*STATED PROBLEM A*
Pick out every line in the entries below that contains the string "handle", and copy each of those lines.

[Begin TEXT]

James Cameron
He's responsible for the sci-fi nonsense that is Avatar and its endless stream of sequels. But he does have one project nobody ever talks about...

The most successful director by career box-office earnings is, apparently, Stephen Spielberg. That shouldn’t be surprising. He’s had a very long, highly laudable career with 36 films under his belt. I think I’ve seen thirty of them. In third place on that list are the Russo brothers, of Infinity Wars fame, with eight directorial credits. Michael Bay is fourth, with fifteen. Peter Jackson is fifth, with thirteen. In second place is the subject of this piece, James Cameron, whose $8.8 billion in takings come off the back of nine directorial credits.
Cameron got his break in the industry courtesy of Roger Corman, who employed him in a number of special effects roles. After the original director left Piranha II: The Spawning, Cameron took the reins and finished the movie. His next project launched him into the stratosphere after producer Gale Anne Hurd took a risk on buying the script and letting Cameron direct. The result of that decision was The Terminator and the rest is history. Full disclosure, I am a huge fan of both of Cameron’s Terminator movies – Terminator 2 is still an incredible movie – and Aliens and The Abyss.
He has earned himself a reputation of being extremely challenging to work for. He drove out assistant directors during the production of Aliens, which also descended into open warfare between director and his British crew. In The Abyss, there is one long, brutal sequence where Ed Harris has to resuscitate his drowned wife, played by Mary Elizabeth Mastrantonio. It’s harrowing to watch and Mastrantonio’s reaction to getting repeatedly slapped in the face and beaten on her naked chest by Harris under Cameron’s perfectionist promptings probably led to her eventual disavowal of the film, along with Harris'.
But I’m not talking about Cameron’s output as director, nor as producer. This is about one of his two credits as writer but not director. I don’t care about Alita: Battle Angel. I care about the 1995 sci-fi noir movie Strange Days, directed by Cameron’s former wife, Kathryn Bigelow.
Strange Days is not a famous movie. Made for $42 million, it only took $17 million at the box office. It received lukewarm reviews at the time and, since the start of the 21st Century, has been hard to find on DVD, video or streaming. I saw it back in 1995 at a press screening in Manchester. I remember being mostly unimpressed by it, but I’m not clear now as to why.

[End TEXT]
[Begin PROVIDED RECORDS]

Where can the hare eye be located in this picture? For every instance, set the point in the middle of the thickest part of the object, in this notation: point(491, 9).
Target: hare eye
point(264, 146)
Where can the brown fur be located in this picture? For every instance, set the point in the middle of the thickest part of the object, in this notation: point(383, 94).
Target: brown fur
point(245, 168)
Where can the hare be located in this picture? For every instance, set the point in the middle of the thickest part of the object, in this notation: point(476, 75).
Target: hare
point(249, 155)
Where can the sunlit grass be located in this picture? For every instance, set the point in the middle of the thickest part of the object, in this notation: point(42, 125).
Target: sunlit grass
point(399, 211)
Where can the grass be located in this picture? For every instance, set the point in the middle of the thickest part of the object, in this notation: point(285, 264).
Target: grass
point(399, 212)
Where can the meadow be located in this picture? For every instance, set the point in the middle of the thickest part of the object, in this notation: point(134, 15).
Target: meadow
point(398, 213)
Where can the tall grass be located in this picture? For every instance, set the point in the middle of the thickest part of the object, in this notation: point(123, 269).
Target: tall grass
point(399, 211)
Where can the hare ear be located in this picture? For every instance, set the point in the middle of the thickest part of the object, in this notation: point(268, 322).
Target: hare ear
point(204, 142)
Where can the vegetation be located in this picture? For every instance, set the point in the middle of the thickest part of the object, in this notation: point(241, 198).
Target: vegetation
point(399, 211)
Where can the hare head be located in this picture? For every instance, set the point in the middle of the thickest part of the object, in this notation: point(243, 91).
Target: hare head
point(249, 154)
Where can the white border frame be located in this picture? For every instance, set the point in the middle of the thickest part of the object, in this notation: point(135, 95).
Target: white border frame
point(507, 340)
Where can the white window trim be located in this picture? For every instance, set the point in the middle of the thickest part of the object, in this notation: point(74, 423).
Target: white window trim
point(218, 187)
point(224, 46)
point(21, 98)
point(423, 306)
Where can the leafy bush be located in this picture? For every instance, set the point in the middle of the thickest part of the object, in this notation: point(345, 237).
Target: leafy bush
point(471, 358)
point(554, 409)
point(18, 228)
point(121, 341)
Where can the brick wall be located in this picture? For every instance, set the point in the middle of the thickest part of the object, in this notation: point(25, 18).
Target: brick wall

[End PROVIDED RECORDS]
[Begin PROVIDED RECORDS]

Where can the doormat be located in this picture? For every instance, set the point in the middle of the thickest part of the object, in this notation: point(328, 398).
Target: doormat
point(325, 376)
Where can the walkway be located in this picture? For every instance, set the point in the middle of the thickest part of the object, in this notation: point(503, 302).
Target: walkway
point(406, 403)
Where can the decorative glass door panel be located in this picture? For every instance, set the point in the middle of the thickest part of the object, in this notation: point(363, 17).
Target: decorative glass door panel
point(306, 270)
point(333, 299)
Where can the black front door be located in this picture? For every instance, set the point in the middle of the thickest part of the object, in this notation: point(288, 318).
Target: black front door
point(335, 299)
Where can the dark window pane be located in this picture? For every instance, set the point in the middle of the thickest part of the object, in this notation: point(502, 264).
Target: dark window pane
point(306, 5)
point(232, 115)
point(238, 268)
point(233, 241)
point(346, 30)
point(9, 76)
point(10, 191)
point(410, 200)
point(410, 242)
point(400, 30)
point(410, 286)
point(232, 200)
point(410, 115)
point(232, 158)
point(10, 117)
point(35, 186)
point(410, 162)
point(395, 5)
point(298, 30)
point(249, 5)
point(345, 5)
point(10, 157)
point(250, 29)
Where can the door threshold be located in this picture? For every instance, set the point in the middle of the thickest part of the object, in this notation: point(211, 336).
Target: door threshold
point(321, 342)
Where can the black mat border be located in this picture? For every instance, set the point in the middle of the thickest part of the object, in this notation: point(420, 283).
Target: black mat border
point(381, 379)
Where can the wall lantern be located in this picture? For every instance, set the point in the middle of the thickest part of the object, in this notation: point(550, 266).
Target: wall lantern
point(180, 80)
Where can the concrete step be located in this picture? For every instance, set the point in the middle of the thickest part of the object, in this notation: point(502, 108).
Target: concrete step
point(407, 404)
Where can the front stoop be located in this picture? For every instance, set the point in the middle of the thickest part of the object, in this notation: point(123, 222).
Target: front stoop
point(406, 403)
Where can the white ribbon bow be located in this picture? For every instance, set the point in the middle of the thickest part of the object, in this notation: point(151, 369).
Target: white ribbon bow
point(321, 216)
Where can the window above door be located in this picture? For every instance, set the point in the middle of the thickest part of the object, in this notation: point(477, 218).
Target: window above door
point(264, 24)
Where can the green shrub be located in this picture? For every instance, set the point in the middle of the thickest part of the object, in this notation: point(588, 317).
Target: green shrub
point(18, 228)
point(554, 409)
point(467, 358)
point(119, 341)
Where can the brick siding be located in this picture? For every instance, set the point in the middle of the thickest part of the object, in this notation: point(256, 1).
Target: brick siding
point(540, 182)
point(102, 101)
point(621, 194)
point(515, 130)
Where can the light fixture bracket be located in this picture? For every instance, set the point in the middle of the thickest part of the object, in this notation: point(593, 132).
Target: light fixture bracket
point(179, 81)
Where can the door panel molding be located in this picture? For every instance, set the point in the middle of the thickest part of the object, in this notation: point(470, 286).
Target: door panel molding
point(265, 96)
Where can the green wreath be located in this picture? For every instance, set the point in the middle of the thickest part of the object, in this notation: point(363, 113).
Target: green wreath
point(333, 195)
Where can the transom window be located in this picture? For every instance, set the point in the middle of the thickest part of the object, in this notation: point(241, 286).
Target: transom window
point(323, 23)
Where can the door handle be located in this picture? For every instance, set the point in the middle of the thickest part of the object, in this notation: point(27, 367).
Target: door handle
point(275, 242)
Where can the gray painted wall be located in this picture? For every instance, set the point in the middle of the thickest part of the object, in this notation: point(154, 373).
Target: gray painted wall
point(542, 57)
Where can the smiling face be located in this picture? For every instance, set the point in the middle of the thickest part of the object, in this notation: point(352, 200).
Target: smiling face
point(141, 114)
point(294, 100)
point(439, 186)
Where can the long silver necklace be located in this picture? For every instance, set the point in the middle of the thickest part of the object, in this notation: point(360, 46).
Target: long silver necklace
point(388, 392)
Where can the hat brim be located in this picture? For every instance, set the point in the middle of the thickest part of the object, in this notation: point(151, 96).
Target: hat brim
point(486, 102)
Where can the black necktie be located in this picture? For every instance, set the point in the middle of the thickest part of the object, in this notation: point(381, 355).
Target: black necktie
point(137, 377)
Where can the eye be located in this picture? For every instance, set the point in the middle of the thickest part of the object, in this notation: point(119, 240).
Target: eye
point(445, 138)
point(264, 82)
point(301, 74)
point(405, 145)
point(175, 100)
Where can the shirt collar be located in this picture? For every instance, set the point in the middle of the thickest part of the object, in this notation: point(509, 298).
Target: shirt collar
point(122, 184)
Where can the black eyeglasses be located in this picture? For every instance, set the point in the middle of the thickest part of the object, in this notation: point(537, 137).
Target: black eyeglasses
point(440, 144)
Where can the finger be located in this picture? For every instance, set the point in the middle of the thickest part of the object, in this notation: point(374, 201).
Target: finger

[End PROVIDED RECORDS]
[Begin PROVIDED RECORDS]

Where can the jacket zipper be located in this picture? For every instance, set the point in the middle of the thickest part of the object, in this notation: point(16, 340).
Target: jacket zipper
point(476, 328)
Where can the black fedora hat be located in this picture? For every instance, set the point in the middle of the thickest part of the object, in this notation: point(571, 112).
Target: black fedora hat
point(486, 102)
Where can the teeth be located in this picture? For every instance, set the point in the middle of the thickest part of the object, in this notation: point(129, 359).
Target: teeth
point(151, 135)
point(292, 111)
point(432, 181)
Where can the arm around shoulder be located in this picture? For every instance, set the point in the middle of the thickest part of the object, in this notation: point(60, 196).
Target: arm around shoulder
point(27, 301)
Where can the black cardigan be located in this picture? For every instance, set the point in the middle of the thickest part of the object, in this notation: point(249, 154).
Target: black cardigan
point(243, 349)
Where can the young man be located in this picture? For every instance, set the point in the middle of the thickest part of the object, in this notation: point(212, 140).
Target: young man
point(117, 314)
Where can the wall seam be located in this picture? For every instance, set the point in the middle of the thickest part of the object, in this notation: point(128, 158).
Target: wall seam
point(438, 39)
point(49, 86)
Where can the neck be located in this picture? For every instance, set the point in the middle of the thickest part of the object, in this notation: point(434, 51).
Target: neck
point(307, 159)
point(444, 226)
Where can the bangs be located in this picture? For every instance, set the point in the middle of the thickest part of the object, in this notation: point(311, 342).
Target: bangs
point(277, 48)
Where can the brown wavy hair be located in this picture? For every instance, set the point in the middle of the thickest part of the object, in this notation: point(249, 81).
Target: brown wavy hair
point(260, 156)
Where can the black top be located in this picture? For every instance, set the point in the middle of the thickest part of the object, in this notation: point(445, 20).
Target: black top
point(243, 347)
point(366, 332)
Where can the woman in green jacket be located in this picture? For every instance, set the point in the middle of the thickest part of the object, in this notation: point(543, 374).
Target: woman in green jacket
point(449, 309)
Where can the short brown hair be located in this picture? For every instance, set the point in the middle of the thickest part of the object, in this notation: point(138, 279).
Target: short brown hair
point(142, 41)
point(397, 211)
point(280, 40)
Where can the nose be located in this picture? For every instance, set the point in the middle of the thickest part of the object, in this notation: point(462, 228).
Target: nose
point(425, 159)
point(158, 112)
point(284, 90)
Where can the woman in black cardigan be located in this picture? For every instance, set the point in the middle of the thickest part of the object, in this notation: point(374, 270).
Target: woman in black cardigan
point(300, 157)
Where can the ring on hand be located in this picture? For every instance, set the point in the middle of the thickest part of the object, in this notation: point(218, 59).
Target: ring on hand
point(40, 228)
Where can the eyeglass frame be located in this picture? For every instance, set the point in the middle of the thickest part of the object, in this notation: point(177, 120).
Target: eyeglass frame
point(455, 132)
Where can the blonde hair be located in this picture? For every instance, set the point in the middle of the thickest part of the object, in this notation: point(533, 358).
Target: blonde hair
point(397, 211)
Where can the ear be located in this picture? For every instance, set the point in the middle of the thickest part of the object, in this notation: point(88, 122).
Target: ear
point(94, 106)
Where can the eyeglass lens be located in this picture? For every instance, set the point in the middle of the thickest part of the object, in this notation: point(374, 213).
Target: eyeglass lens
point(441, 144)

[End PROVIDED RECORDS]

*STATED PROBLEM B*
According to the article about James Cameron, how much money did Strange Days take at the box office?

*WORKED ANSWER A*
Where can the door handle be located in this picture? For every instance, set the point in the middle of the thickest part of the object, in this notation: point(27, 367).
Target: door handle

*WORKED ANSWER B*
$17 million.